* Begin Source passage *

We know the shortest superpermutation for N=3 has length 9, so here's the definition of that machine:

%%{
  machine S;

  main :=
       '123' [123]{6}   &

    [123]+ '132' [123]* &
    [123]+ '213' [123]* &
    [123]+ '231' [123]* &
    [123]+ '312' [123]* &
    [123]+ '321' [123]* ;
}%%

This generates a final state machine with 10 states that can be seen here.

The transitions are the ASCII characters for '1', '2' and '3'. The only string this machine accepts is '123121321' which is the minimal superpermutation.

If instead, we limited the length to 8 (which would be defined as {5}), the resulting machine wouldn't accept anything as seen here.

If instead, we limited the length to larger values, these are the resulting machines:

These machines accept strings that are superpermutations of length 10, 11 and 12 respectively. I think these graphs are quite pretty.

* End Source passage *
* Begin Input for this task *

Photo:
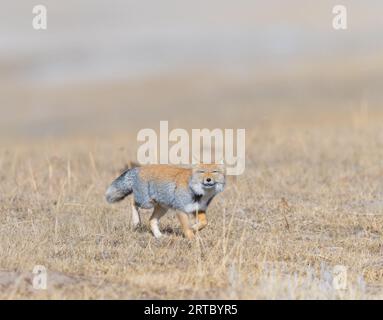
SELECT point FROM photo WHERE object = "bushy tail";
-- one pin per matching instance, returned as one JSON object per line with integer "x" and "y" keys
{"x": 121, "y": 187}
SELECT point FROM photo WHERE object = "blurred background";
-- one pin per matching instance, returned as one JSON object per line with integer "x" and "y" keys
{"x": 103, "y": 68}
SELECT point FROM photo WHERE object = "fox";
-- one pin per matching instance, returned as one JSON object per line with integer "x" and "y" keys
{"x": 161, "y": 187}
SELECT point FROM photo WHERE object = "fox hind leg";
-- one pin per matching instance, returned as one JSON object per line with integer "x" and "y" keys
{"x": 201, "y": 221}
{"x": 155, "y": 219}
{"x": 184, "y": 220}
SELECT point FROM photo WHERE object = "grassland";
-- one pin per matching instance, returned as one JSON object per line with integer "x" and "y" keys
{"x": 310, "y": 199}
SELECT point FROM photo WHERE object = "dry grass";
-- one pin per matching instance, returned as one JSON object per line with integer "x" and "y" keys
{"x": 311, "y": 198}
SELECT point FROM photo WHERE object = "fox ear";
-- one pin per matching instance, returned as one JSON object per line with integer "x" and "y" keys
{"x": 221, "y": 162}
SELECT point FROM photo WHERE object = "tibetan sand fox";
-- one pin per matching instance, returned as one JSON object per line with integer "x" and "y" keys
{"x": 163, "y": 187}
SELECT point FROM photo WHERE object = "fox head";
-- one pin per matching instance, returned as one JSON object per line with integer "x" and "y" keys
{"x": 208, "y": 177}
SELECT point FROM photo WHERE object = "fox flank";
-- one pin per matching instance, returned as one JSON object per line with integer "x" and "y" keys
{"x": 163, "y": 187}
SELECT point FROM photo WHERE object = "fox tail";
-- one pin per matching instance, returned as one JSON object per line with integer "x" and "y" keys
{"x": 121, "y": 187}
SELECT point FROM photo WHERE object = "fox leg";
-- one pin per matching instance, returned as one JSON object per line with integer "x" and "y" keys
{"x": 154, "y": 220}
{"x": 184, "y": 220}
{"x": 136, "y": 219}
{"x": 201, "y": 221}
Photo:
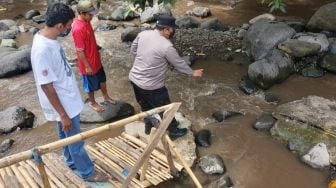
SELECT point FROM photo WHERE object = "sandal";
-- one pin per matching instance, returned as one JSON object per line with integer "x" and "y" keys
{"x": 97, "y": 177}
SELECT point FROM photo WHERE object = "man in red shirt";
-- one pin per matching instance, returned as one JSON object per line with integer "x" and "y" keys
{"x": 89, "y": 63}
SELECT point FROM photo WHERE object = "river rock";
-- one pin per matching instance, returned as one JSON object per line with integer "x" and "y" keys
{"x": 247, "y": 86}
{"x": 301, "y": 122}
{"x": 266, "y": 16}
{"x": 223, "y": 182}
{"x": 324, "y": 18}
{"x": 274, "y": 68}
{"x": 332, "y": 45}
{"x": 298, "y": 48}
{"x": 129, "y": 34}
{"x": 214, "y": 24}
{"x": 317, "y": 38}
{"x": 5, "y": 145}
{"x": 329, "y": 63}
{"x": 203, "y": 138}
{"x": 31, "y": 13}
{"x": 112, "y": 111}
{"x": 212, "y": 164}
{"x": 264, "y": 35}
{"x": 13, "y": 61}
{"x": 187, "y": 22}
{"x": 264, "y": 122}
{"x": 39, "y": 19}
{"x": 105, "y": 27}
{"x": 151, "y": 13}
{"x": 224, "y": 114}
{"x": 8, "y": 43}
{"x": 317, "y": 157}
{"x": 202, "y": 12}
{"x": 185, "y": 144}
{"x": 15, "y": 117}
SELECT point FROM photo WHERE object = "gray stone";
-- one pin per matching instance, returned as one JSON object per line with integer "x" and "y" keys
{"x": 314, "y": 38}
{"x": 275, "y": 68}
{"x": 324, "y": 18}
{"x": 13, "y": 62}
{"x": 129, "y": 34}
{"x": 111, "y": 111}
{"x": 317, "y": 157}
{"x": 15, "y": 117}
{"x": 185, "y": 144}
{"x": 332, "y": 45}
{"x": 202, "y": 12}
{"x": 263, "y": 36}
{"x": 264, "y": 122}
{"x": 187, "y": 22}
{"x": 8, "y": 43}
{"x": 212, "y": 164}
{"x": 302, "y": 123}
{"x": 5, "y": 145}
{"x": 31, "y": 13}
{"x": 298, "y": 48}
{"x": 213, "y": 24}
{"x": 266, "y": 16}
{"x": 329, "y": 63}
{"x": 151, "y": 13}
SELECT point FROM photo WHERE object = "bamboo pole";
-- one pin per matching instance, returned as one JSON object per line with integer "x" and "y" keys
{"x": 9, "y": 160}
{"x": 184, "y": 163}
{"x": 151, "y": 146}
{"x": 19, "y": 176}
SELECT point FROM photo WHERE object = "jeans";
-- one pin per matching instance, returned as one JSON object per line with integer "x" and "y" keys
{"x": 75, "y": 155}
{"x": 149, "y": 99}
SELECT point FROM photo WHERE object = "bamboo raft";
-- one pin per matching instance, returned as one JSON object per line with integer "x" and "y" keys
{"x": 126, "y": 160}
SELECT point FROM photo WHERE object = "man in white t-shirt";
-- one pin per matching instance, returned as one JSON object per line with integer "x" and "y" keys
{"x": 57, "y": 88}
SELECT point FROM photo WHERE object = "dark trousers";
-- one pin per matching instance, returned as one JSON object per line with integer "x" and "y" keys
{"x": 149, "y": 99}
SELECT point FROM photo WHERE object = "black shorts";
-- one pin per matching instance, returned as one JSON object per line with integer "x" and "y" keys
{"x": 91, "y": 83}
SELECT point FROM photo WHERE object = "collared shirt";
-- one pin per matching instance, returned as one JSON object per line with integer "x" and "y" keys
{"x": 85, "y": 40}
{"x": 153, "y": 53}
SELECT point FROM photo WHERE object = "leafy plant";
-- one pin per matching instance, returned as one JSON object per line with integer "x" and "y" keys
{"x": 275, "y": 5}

* End Input for this task *

### What this exercise asks
- 1) Pull out every line of the records that contains the string "shirt", treating uppercase and lowercase as distinct.
- 2) Take the passage on superpermutation state machines further by writing a continuation that begins right after its final sentence.
The text and the records are separate, unrelated material.

### Final results
- 1)
SELECT point FROM photo WHERE object = "man in red shirt";
SELECT point FROM photo WHERE object = "man in white t-shirt";
SELECT point FROM photo WHERE object = "collared shirt";

- 2)
Larger values of N

Here is the machine definition for the shortest superpermutation for N=4:

%%{
  machine S;

  main :=
      '1234' [1234]{29}    &

    [1234]+ '1243' [1234]* &
    [1234]+ '1324' [1234]* &
    [1234]+ '1342' [1234]* &
    [1234]+ '1423' [1234]* &
    [1234]+ '1432' [1234]* &
    [1234]+ '2134' [1234]* &
    [1234]+ '2143' [1234]* &
    [1234]+ '2314' [1234]* &
    [1234]+ '2341' [1234]* &
    [1234]+ '2413' [1234]* &
    [1234]+ '2431' [1234]* &
    [1234]+ '3124' [1234]* &
    [1234]+ '3142' [1234]* &
    [1234]+ '3214' [1234]* &
    [1234]+ '3241' [1234]* &
    [1234]+ '3412' [1234]* &
    [1234]+ '3421' [1234]* &
    [1234]+ '4123' [1234]* &
    [1234]+ '4132' [1234]* &
    [1234]+ '4213' [1234]* &
    [1234]+ '4231' [1234]* &
    [1234]+ '4312' [1234]* &
    [1234]+ '4321' [1234]* ;
}%%

Resulting in this machine which accepts the minimal superpermutation which is '123412314231243121342132413214321'.

Again, if we decrease the length by 1, the resulting machine won't accept anything.

If we increase it by 1 to 34, this is the result.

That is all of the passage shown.